Problem to work on - There is one span to output from the data below: the lines starting at the line with "Each instance of the black handbag" and ending at the line with "Each instance of the wooden pole". Output it exactly, ends included, nothing more.

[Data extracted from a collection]
----------------
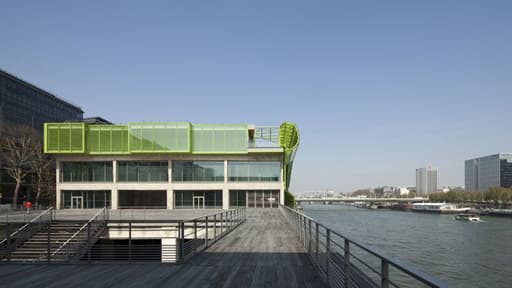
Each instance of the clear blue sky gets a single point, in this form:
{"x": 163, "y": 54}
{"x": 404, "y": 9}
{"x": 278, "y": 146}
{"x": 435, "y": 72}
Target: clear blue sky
{"x": 378, "y": 88}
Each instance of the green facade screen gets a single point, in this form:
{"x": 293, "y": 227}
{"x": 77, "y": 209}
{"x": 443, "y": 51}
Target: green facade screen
{"x": 140, "y": 138}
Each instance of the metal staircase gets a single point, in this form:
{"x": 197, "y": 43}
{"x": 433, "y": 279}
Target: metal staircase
{"x": 45, "y": 239}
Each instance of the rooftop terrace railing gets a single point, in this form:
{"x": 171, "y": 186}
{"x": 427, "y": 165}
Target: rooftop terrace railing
{"x": 343, "y": 262}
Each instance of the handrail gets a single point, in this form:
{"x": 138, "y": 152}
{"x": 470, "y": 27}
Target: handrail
{"x": 411, "y": 271}
{"x": 206, "y": 230}
{"x": 49, "y": 210}
{"x": 104, "y": 209}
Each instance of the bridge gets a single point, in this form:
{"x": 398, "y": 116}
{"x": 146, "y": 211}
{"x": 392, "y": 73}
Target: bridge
{"x": 330, "y": 200}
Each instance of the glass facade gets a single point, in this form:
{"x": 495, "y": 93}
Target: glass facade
{"x": 198, "y": 171}
{"x": 142, "y": 171}
{"x": 86, "y": 199}
{"x": 254, "y": 198}
{"x": 185, "y": 199}
{"x": 237, "y": 198}
{"x": 254, "y": 171}
{"x": 86, "y": 172}
{"x": 142, "y": 199}
{"x": 506, "y": 170}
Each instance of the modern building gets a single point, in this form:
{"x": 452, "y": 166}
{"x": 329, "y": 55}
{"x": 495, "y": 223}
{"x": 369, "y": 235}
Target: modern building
{"x": 489, "y": 171}
{"x": 426, "y": 180}
{"x": 384, "y": 191}
{"x": 171, "y": 165}
{"x": 22, "y": 103}
{"x": 400, "y": 191}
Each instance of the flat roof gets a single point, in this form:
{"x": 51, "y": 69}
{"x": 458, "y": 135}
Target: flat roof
{"x": 38, "y": 89}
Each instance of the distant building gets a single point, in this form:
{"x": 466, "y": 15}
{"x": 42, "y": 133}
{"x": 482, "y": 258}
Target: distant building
{"x": 401, "y": 191}
{"x": 426, "y": 180}
{"x": 22, "y": 103}
{"x": 489, "y": 171}
{"x": 384, "y": 191}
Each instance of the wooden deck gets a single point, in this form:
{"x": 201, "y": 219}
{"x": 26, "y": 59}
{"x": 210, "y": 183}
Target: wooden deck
{"x": 262, "y": 252}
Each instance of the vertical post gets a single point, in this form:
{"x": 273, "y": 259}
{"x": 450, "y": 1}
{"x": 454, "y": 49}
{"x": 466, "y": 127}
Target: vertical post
{"x": 316, "y": 243}
{"x": 347, "y": 262}
{"x": 89, "y": 242}
{"x": 49, "y": 248}
{"x": 130, "y": 241}
{"x": 304, "y": 230}
{"x": 8, "y": 231}
{"x": 215, "y": 228}
{"x": 206, "y": 231}
{"x": 384, "y": 274}
{"x": 328, "y": 255}
{"x": 182, "y": 242}
{"x": 195, "y": 236}
{"x": 221, "y": 220}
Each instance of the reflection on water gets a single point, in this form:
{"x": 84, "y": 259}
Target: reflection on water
{"x": 462, "y": 254}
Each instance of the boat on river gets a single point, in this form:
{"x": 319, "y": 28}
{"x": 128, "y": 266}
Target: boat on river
{"x": 442, "y": 208}
{"x": 467, "y": 217}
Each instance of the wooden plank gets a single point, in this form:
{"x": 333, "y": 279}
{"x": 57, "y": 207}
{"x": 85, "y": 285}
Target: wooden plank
{"x": 262, "y": 252}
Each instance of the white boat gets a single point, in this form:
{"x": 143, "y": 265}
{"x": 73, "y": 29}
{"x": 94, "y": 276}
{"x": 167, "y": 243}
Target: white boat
{"x": 443, "y": 208}
{"x": 467, "y": 217}
{"x": 360, "y": 204}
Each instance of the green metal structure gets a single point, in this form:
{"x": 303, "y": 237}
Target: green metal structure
{"x": 170, "y": 138}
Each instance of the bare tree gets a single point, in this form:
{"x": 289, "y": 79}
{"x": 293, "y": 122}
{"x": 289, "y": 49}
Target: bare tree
{"x": 40, "y": 165}
{"x": 18, "y": 153}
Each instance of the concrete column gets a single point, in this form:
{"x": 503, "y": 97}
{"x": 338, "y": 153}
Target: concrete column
{"x": 114, "y": 171}
{"x": 170, "y": 190}
{"x": 115, "y": 199}
{"x": 225, "y": 190}
{"x": 283, "y": 184}
{"x": 170, "y": 199}
{"x": 169, "y": 249}
{"x": 57, "y": 186}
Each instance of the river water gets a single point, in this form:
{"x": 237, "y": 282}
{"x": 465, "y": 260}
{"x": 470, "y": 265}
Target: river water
{"x": 461, "y": 254}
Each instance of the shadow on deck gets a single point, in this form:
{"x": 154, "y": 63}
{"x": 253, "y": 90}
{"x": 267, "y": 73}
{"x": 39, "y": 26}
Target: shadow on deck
{"x": 262, "y": 252}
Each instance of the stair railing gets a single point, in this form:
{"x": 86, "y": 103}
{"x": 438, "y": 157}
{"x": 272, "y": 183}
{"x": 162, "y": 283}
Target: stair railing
{"x": 82, "y": 239}
{"x": 25, "y": 232}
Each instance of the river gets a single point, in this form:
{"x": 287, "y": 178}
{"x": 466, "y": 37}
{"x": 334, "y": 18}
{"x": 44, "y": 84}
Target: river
{"x": 461, "y": 254}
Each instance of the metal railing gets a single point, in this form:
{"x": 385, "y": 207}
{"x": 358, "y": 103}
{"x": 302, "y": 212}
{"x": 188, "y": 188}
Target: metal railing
{"x": 129, "y": 240}
{"x": 14, "y": 240}
{"x": 342, "y": 262}
{"x": 199, "y": 233}
{"x": 81, "y": 241}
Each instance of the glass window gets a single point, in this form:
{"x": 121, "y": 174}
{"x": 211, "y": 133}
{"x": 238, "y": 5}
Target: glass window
{"x": 254, "y": 171}
{"x": 86, "y": 199}
{"x": 142, "y": 171}
{"x": 198, "y": 171}
{"x": 86, "y": 172}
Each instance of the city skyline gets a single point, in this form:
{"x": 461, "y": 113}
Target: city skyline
{"x": 358, "y": 81}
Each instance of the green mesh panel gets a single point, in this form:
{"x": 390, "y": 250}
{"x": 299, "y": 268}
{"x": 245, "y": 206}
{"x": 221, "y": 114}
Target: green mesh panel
{"x": 64, "y": 137}
{"x": 107, "y": 139}
{"x": 159, "y": 137}
{"x": 215, "y": 138}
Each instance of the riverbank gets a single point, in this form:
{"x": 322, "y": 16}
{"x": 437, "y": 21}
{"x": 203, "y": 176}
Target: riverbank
{"x": 463, "y": 254}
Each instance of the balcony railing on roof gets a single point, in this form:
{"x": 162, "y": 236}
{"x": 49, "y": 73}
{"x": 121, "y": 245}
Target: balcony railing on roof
{"x": 265, "y": 137}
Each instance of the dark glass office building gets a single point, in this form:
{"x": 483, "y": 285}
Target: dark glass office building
{"x": 22, "y": 103}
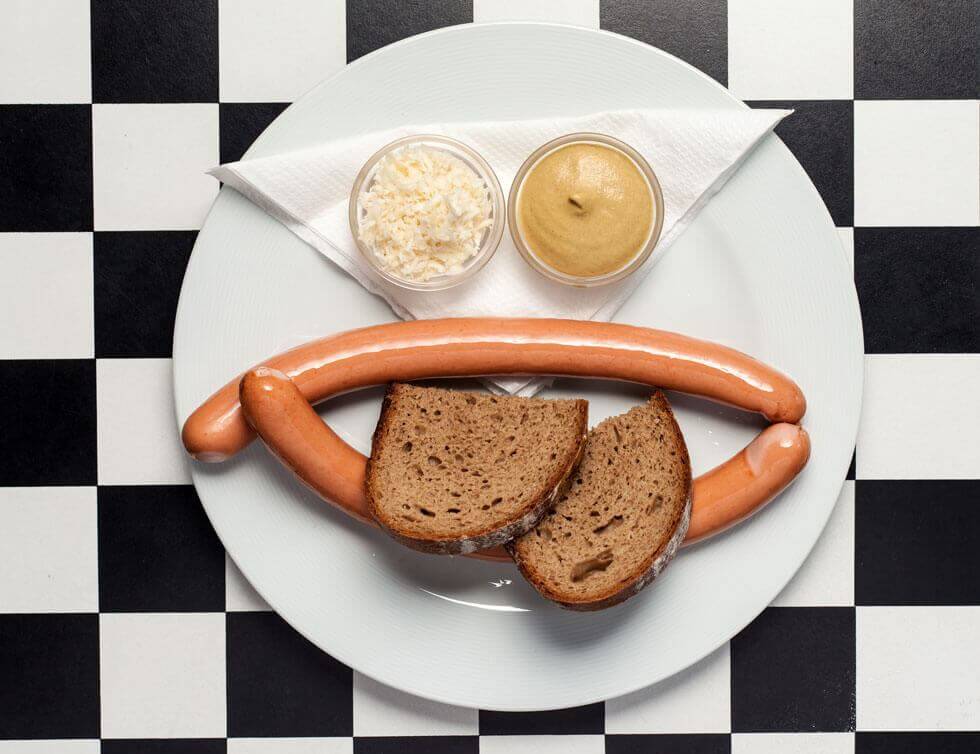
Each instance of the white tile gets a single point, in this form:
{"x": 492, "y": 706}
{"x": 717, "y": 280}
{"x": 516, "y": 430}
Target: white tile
{"x": 917, "y": 668}
{"x": 920, "y": 416}
{"x": 138, "y": 437}
{"x": 696, "y": 700}
{"x": 44, "y": 52}
{"x": 274, "y": 52}
{"x": 542, "y": 745}
{"x": 793, "y": 743}
{"x": 915, "y": 163}
{"x": 149, "y": 165}
{"x": 791, "y": 49}
{"x": 239, "y": 594}
{"x": 846, "y": 236}
{"x": 380, "y": 710}
{"x": 290, "y": 746}
{"x": 49, "y": 545}
{"x": 46, "y": 296}
{"x": 50, "y": 747}
{"x": 162, "y": 675}
{"x": 827, "y": 577}
{"x": 576, "y": 12}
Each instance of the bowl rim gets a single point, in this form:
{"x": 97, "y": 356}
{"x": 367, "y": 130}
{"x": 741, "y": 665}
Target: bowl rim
{"x": 586, "y": 137}
{"x": 491, "y": 240}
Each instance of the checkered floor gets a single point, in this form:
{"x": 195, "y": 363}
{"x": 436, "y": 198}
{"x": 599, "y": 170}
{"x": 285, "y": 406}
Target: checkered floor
{"x": 123, "y": 626}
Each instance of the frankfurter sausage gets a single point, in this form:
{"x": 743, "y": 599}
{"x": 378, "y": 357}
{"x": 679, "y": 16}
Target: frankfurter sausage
{"x": 423, "y": 349}
{"x": 274, "y": 406}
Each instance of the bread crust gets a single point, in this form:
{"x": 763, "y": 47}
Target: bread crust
{"x": 528, "y": 517}
{"x": 651, "y": 567}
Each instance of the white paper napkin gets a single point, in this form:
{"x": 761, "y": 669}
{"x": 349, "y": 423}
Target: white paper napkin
{"x": 693, "y": 153}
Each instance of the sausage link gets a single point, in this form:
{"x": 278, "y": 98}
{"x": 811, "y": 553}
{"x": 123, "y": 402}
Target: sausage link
{"x": 275, "y": 407}
{"x": 423, "y": 349}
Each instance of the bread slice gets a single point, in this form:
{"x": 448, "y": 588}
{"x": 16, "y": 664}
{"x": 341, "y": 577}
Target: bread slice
{"x": 454, "y": 472}
{"x": 621, "y": 520}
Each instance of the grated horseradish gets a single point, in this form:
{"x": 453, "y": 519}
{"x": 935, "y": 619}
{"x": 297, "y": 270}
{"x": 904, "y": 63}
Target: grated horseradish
{"x": 424, "y": 213}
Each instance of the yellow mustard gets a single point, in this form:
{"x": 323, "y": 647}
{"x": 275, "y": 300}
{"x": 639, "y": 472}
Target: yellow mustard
{"x": 585, "y": 209}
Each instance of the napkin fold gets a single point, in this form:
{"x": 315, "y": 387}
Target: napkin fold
{"x": 693, "y": 153}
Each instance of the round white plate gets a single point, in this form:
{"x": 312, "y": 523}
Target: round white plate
{"x": 761, "y": 269}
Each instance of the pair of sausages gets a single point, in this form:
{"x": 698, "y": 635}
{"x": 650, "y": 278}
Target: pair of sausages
{"x": 275, "y": 400}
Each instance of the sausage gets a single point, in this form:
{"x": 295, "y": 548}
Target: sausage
{"x": 276, "y": 409}
{"x": 736, "y": 489}
{"x": 423, "y": 349}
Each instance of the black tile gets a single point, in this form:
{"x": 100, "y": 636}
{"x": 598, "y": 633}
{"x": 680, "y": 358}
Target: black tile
{"x": 572, "y": 720}
{"x": 137, "y": 283}
{"x": 916, "y": 50}
{"x": 372, "y": 24}
{"x": 418, "y": 745}
{"x": 820, "y": 134}
{"x": 279, "y": 684}
{"x": 49, "y": 431}
{"x": 917, "y": 743}
{"x": 165, "y": 746}
{"x": 793, "y": 670}
{"x": 706, "y": 743}
{"x": 148, "y": 51}
{"x": 694, "y": 30}
{"x": 49, "y": 666}
{"x": 45, "y": 168}
{"x": 917, "y": 542}
{"x": 919, "y": 289}
{"x": 241, "y": 123}
{"x": 158, "y": 552}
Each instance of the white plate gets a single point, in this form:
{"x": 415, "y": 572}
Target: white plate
{"x": 761, "y": 269}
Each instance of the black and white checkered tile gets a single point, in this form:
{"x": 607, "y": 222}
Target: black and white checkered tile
{"x": 123, "y": 626}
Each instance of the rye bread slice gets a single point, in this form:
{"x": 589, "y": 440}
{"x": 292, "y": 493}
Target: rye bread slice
{"x": 623, "y": 517}
{"x": 454, "y": 472}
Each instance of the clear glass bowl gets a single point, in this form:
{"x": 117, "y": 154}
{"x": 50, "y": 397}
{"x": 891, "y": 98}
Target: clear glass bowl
{"x": 557, "y": 275}
{"x": 491, "y": 237}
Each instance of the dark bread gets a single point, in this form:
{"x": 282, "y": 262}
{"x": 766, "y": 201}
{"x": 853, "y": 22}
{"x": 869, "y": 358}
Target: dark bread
{"x": 454, "y": 472}
{"x": 623, "y": 517}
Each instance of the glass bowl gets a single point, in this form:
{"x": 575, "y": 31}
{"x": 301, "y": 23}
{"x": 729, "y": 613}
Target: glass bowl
{"x": 491, "y": 237}
{"x": 550, "y": 272}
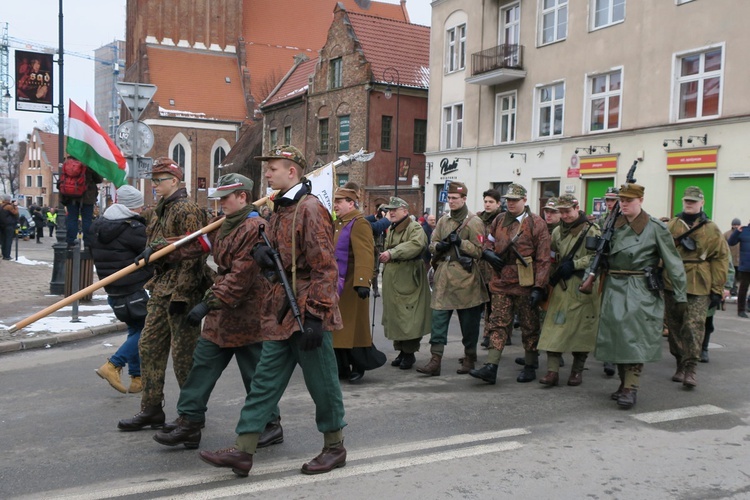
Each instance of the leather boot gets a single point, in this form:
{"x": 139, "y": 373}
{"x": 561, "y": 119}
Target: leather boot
{"x": 488, "y": 373}
{"x": 272, "y": 434}
{"x": 432, "y": 368}
{"x": 186, "y": 432}
{"x": 552, "y": 378}
{"x": 152, "y": 416}
{"x": 689, "y": 378}
{"x": 575, "y": 379}
{"x": 112, "y": 374}
{"x": 467, "y": 364}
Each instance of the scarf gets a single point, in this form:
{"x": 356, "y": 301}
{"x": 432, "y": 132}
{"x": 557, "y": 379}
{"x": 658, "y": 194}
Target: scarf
{"x": 235, "y": 219}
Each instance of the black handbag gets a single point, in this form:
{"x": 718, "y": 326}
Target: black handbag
{"x": 130, "y": 308}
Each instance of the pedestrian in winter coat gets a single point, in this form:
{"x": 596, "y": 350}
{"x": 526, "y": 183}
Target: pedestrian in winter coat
{"x": 632, "y": 314}
{"x": 406, "y": 294}
{"x": 231, "y": 329}
{"x": 116, "y": 239}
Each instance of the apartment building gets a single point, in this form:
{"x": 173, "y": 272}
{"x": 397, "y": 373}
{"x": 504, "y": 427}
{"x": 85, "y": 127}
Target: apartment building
{"x": 563, "y": 96}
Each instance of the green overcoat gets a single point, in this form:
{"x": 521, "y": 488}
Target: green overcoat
{"x": 631, "y": 316}
{"x": 406, "y": 293}
{"x": 572, "y": 317}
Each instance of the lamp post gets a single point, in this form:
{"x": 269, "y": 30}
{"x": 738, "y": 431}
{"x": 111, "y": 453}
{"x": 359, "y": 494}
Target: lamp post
{"x": 388, "y": 74}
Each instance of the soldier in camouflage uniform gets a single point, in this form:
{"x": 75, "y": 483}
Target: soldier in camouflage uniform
{"x": 231, "y": 330}
{"x": 175, "y": 289}
{"x": 456, "y": 246}
{"x": 705, "y": 256}
{"x": 516, "y": 288}
{"x": 301, "y": 229}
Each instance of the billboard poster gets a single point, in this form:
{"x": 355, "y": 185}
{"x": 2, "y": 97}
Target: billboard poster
{"x": 34, "y": 81}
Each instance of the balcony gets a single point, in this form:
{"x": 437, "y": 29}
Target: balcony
{"x": 497, "y": 65}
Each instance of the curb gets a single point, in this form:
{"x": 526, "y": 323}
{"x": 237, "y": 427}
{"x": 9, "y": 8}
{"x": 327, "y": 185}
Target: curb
{"x": 62, "y": 338}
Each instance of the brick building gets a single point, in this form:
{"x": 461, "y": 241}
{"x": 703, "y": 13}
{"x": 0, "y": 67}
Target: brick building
{"x": 337, "y": 103}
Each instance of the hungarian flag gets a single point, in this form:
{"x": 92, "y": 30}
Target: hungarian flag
{"x": 88, "y": 143}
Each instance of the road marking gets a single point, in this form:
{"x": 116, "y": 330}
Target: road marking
{"x": 350, "y": 471}
{"x": 679, "y": 413}
{"x": 173, "y": 479}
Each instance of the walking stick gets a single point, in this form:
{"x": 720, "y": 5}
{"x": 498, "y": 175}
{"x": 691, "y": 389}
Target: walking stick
{"x": 114, "y": 277}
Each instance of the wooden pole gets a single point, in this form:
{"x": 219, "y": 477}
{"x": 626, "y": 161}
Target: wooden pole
{"x": 114, "y": 277}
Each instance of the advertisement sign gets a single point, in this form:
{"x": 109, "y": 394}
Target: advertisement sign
{"x": 34, "y": 81}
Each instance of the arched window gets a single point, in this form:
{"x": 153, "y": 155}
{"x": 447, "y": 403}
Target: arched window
{"x": 178, "y": 155}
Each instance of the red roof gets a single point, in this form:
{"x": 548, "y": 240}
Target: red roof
{"x": 197, "y": 82}
{"x": 277, "y": 30}
{"x": 394, "y": 44}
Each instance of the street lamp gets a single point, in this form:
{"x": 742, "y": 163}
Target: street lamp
{"x": 388, "y": 74}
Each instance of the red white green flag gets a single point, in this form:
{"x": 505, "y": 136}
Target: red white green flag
{"x": 88, "y": 143}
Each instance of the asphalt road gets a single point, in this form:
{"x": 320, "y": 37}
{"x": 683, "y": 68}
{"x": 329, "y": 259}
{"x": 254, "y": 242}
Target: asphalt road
{"x": 409, "y": 436}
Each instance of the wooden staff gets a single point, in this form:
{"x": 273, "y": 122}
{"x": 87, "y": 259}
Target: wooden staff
{"x": 115, "y": 276}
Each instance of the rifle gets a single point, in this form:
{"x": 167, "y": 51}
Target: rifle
{"x": 602, "y": 246}
{"x": 291, "y": 300}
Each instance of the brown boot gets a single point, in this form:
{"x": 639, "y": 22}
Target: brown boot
{"x": 467, "y": 364}
{"x": 432, "y": 368}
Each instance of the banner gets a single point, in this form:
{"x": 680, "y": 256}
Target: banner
{"x": 34, "y": 81}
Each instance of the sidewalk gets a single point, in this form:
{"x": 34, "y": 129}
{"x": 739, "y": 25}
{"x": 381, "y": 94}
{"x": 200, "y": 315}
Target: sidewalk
{"x": 26, "y": 291}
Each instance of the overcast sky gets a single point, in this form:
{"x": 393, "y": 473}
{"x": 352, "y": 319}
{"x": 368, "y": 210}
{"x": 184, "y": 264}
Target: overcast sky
{"x": 33, "y": 26}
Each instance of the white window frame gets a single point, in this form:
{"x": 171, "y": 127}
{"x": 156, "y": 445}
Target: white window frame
{"x": 701, "y": 76}
{"x": 511, "y": 113}
{"x": 555, "y": 11}
{"x": 538, "y": 106}
{"x": 452, "y": 127}
{"x": 610, "y": 12}
{"x": 606, "y": 95}
{"x": 455, "y": 48}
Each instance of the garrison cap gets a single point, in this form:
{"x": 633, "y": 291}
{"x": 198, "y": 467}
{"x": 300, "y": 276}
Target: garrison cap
{"x": 515, "y": 192}
{"x": 693, "y": 193}
{"x": 285, "y": 152}
{"x": 395, "y": 203}
{"x": 166, "y": 165}
{"x": 230, "y": 183}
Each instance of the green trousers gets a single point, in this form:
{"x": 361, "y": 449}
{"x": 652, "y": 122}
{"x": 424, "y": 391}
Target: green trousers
{"x": 209, "y": 362}
{"x": 277, "y": 362}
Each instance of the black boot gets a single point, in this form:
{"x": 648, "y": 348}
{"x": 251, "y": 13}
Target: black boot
{"x": 272, "y": 434}
{"x": 152, "y": 416}
{"x": 488, "y": 373}
{"x": 186, "y": 432}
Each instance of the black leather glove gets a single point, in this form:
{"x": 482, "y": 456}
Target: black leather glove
{"x": 537, "y": 295}
{"x": 197, "y": 313}
{"x": 263, "y": 255}
{"x": 442, "y": 246}
{"x": 145, "y": 255}
{"x": 494, "y": 259}
{"x": 177, "y": 308}
{"x": 714, "y": 301}
{"x": 312, "y": 336}
{"x": 567, "y": 268}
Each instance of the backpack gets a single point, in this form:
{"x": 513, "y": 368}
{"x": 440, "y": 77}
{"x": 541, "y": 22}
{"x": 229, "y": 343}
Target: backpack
{"x": 73, "y": 179}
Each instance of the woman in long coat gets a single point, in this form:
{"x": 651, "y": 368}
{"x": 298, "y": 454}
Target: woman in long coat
{"x": 355, "y": 255}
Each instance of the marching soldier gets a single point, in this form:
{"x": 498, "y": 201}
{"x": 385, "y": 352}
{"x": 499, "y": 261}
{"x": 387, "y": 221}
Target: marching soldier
{"x": 705, "y": 256}
{"x": 571, "y": 318}
{"x": 632, "y": 310}
{"x": 456, "y": 245}
{"x": 518, "y": 250}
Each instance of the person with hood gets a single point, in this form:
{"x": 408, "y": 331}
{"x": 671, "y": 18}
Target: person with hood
{"x": 116, "y": 238}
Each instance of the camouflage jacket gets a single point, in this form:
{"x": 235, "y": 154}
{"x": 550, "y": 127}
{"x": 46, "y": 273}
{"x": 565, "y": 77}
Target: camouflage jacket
{"x": 533, "y": 242}
{"x": 239, "y": 286}
{"x": 187, "y": 280}
{"x": 706, "y": 266}
{"x": 316, "y": 269}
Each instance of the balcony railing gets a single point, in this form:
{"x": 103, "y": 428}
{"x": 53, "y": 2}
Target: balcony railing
{"x": 502, "y": 56}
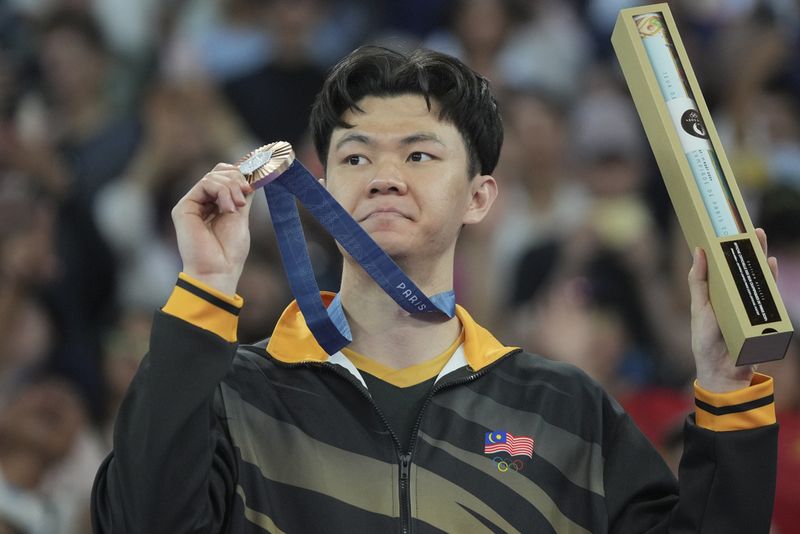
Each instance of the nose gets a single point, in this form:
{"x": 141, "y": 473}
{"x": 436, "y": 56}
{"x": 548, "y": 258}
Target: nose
{"x": 387, "y": 180}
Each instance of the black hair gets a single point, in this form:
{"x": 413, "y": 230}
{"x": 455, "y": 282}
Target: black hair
{"x": 463, "y": 96}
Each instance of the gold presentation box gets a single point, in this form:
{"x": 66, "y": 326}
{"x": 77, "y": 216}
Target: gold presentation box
{"x": 707, "y": 201}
----------------
Response below -
Each instance of the black handbag gets a single point, in this form:
{"x": 718, "y": 326}
Target: black handbag
{"x": 130, "y": 308}
Each instance of the pedestrian in winter coat gets a single point, in this form:
{"x": 596, "y": 350}
{"x": 526, "y": 183}
Target: pedestrian in winter coat
{"x": 632, "y": 314}
{"x": 406, "y": 294}
{"x": 231, "y": 329}
{"x": 116, "y": 239}
Each instance of the apartment building gets a single point, in this form:
{"x": 173, "y": 272}
{"x": 397, "y": 373}
{"x": 504, "y": 427}
{"x": 85, "y": 127}
Target: apartment building
{"x": 563, "y": 96}
Each instance of the green overcoat gets a single point, in this form:
{"x": 521, "y": 488}
Target: green overcoat
{"x": 631, "y": 316}
{"x": 406, "y": 293}
{"x": 572, "y": 317}
Each instance of the lamp post gets a single point, in this form:
{"x": 269, "y": 30}
{"x": 738, "y": 431}
{"x": 111, "y": 453}
{"x": 359, "y": 494}
Target: lamp post
{"x": 388, "y": 74}
Each instance of the soldier in camouflage uniform gets a single point, in this form:
{"x": 75, "y": 483}
Target: soldier in camouflage uniform
{"x": 231, "y": 330}
{"x": 175, "y": 289}
{"x": 456, "y": 246}
{"x": 705, "y": 256}
{"x": 516, "y": 288}
{"x": 301, "y": 229}
Each instance of the billboard poster gets a single point, in this form:
{"x": 355, "y": 185}
{"x": 2, "y": 97}
Target: billboard poster
{"x": 34, "y": 81}
Each instance of the balcony gets a single point, in this form:
{"x": 437, "y": 29}
Target: balcony
{"x": 497, "y": 65}
Each instance of the curb gets a single point, in this form:
{"x": 526, "y": 323}
{"x": 237, "y": 427}
{"x": 9, "y": 8}
{"x": 327, "y": 185}
Target: curb
{"x": 62, "y": 338}
Each instance of the brick building gets a single point, in this form:
{"x": 461, "y": 241}
{"x": 703, "y": 13}
{"x": 0, "y": 67}
Target: brick building
{"x": 337, "y": 103}
Each instance of the hungarian flag gets a single point, in this form:
{"x": 92, "y": 30}
Target: hungarian flag
{"x": 88, "y": 143}
Each instance of the road marking gets a single point, in this form:
{"x": 116, "y": 330}
Target: road marking
{"x": 350, "y": 471}
{"x": 679, "y": 413}
{"x": 173, "y": 479}
Each instance of the walking stick gets a single point, in this form:
{"x": 720, "y": 5}
{"x": 498, "y": 175}
{"x": 691, "y": 389}
Target: walking stick
{"x": 114, "y": 277}
Each instance of the wooden pole gets a single point, in this form:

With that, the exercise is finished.